** What is needed **
Count the lines in the listing below that contain the string "fishing", and give only the number.

Coordinate labeling data:
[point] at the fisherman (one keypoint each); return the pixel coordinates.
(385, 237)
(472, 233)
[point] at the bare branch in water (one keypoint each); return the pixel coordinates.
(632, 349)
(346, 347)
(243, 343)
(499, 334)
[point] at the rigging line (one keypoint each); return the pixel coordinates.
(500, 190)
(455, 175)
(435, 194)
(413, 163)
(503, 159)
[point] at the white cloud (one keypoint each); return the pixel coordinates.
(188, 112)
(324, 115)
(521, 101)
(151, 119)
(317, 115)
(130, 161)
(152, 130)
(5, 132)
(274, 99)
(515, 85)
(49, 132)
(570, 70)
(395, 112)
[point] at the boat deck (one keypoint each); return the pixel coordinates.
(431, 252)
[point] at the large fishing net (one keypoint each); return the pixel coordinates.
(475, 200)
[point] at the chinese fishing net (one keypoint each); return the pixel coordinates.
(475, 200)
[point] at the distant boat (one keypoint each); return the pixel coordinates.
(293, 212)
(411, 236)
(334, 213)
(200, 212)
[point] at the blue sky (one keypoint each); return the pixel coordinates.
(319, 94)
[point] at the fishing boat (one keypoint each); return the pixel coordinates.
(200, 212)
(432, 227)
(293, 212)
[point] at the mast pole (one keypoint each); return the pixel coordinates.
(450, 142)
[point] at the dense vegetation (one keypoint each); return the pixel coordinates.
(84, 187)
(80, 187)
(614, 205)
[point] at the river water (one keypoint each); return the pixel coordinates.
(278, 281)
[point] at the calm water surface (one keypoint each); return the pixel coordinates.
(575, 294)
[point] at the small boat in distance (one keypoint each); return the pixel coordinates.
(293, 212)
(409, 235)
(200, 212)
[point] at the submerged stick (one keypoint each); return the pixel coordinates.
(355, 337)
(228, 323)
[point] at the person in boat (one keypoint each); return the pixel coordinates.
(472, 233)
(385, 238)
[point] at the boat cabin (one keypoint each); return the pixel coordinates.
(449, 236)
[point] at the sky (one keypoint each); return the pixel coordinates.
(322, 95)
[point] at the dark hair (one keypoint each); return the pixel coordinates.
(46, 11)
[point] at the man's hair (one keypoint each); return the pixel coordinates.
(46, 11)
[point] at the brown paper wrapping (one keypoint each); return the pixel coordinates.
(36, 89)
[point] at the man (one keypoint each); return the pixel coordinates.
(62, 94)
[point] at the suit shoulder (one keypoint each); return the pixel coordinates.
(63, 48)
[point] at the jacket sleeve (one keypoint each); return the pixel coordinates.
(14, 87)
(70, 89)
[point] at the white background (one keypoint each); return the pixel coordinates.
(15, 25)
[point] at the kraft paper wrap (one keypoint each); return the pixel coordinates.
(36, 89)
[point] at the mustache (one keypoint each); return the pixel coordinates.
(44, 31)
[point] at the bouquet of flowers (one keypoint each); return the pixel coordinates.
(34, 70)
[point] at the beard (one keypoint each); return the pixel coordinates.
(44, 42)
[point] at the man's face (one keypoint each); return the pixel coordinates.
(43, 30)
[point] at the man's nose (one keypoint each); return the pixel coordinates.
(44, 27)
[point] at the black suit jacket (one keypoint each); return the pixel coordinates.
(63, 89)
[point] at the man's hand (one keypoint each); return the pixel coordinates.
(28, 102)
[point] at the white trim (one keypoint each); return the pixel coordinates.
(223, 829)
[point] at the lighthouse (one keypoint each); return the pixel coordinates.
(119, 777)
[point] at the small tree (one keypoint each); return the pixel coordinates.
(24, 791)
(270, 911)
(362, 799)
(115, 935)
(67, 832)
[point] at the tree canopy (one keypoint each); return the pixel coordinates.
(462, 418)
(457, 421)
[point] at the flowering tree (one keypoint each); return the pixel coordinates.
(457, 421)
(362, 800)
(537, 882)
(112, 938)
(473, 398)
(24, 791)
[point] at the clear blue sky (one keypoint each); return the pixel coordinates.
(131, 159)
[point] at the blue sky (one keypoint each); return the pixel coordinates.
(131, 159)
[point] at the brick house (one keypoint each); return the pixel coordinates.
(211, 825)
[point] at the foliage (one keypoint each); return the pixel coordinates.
* * *
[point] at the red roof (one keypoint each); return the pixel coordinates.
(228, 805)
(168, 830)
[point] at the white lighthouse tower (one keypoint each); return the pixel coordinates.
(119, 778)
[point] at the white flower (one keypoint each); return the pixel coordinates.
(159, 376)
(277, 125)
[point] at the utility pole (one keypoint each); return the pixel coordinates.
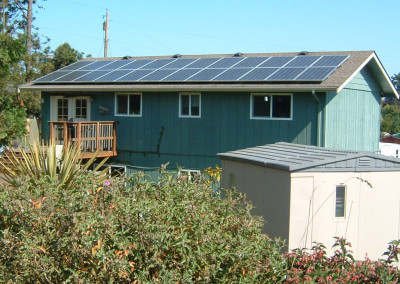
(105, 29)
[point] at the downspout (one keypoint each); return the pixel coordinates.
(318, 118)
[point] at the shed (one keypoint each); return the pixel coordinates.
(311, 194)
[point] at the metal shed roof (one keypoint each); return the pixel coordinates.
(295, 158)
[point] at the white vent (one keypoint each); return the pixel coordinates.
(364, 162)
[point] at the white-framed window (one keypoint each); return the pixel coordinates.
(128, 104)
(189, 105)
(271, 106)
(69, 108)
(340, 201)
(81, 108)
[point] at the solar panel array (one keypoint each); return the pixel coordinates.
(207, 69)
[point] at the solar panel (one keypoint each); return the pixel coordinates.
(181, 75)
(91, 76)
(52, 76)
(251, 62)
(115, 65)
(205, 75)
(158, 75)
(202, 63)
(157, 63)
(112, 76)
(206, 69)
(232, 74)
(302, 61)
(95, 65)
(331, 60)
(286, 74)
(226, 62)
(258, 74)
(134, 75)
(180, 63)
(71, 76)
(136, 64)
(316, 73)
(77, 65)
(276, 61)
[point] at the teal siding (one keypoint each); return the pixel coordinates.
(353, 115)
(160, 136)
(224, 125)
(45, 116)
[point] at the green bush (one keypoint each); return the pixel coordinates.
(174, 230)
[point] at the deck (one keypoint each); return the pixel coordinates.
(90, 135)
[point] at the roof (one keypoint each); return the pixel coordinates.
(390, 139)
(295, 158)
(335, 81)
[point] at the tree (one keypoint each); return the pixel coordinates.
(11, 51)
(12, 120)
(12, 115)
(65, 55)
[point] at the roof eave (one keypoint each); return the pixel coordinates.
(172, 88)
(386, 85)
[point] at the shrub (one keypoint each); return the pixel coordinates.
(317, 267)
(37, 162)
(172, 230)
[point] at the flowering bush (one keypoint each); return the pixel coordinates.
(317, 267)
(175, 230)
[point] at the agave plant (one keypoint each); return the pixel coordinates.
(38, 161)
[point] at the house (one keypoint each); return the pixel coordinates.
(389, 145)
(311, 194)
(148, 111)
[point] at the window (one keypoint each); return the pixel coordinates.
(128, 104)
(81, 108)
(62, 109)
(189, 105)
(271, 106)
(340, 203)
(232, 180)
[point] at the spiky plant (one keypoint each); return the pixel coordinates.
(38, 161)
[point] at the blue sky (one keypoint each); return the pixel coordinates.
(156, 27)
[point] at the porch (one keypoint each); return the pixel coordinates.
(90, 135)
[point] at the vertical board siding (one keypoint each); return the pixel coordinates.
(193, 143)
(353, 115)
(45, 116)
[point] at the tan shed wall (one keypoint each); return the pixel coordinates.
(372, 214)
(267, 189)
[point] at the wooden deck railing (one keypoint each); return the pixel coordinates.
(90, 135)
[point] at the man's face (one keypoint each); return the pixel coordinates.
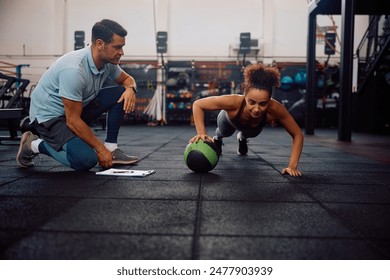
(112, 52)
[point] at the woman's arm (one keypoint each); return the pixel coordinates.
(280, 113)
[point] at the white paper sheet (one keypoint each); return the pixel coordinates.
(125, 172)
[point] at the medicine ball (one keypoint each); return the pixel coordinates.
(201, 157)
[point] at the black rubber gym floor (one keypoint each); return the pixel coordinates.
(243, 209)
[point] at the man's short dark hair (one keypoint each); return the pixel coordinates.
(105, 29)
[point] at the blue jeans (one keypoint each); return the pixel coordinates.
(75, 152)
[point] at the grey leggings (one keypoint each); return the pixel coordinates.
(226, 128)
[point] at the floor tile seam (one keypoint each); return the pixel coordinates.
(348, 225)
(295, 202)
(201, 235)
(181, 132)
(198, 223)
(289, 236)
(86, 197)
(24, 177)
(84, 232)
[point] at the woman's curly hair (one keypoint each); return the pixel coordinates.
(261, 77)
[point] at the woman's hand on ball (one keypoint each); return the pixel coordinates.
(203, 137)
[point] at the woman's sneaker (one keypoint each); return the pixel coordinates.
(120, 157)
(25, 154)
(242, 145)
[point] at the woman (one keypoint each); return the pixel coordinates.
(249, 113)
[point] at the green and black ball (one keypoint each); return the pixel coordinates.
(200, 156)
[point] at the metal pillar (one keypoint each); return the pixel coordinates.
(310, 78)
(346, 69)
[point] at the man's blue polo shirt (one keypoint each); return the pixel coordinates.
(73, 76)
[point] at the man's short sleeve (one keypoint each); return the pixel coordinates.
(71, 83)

** The reply **
3